(Region pointing data)
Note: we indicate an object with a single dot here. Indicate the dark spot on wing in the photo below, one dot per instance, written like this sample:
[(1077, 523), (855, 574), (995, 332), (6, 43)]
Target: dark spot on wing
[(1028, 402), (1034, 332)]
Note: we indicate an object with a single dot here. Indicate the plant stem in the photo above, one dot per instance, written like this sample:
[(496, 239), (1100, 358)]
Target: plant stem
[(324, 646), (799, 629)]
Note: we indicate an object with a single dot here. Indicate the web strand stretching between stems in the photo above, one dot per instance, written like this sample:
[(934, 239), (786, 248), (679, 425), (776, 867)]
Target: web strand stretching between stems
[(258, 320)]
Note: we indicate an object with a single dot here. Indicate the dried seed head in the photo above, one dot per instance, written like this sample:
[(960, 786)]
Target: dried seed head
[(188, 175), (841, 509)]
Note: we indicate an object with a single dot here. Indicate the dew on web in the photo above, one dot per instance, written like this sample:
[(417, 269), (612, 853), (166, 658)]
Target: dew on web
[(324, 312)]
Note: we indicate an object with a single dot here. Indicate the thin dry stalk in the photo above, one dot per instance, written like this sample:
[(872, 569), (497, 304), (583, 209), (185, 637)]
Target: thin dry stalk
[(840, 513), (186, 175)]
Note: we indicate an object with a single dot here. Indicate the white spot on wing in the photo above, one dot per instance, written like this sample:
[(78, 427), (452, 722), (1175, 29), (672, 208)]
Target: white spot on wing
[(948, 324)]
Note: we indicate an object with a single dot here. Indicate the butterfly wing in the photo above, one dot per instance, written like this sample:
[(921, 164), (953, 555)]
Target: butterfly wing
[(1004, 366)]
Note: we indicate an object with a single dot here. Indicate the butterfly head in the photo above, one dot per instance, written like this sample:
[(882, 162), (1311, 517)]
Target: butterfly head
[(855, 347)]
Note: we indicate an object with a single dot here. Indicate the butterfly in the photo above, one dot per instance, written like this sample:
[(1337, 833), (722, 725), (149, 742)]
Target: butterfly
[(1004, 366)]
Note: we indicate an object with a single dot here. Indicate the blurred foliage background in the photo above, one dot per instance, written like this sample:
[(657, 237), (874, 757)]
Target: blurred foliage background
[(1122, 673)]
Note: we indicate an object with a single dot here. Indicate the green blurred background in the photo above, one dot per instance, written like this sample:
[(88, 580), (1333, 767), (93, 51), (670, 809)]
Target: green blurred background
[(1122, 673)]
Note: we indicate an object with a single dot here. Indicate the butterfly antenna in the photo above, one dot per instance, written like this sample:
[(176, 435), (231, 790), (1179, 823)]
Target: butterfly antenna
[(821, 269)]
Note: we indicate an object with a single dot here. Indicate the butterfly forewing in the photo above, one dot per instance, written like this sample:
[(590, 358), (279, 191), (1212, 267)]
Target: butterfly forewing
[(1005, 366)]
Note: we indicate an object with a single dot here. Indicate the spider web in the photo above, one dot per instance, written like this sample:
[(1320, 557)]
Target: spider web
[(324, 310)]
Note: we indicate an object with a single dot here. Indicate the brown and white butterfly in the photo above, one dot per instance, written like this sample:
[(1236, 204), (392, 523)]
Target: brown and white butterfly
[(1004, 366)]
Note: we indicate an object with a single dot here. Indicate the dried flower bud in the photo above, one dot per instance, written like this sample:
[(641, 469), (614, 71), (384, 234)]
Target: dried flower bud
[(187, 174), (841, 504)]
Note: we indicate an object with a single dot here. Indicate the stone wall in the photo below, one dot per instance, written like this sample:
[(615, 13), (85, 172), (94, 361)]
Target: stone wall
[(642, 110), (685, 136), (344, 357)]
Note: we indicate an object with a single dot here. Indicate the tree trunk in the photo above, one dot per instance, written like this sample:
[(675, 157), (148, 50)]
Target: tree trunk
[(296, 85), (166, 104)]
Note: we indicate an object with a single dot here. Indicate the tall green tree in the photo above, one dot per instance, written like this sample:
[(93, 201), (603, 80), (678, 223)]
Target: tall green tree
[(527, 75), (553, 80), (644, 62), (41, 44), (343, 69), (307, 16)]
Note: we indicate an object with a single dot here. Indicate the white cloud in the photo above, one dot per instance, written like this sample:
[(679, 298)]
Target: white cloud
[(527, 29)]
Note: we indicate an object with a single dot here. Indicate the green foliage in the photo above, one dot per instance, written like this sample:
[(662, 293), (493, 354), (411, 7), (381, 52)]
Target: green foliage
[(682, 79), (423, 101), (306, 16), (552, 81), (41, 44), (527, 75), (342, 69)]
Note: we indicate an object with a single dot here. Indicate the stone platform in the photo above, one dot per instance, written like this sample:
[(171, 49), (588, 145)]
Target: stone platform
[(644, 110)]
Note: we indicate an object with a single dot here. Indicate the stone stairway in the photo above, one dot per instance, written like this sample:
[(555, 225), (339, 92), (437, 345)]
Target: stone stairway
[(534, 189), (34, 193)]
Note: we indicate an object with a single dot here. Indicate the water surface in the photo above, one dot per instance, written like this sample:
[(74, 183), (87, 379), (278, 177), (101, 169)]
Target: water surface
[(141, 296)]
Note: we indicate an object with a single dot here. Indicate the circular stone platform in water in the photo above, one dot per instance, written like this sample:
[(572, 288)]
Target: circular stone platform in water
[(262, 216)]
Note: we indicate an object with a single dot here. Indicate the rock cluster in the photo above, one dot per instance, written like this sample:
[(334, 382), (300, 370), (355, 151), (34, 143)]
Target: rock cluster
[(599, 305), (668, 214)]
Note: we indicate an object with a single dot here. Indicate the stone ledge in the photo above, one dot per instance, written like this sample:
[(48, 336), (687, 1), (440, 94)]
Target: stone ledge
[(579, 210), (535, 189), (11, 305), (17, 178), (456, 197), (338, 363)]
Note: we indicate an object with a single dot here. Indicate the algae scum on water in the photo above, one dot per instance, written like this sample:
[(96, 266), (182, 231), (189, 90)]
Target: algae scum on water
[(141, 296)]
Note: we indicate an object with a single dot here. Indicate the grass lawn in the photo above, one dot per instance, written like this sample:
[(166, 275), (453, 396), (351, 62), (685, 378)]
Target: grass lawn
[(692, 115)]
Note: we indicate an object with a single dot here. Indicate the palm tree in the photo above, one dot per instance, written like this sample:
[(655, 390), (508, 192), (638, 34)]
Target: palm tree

▶ [AIM OF THE TASK]: Check each line of the data above for the word "palm" and say how many lines have it. Give the number alone.

▶ [TASK ANSWER]: 2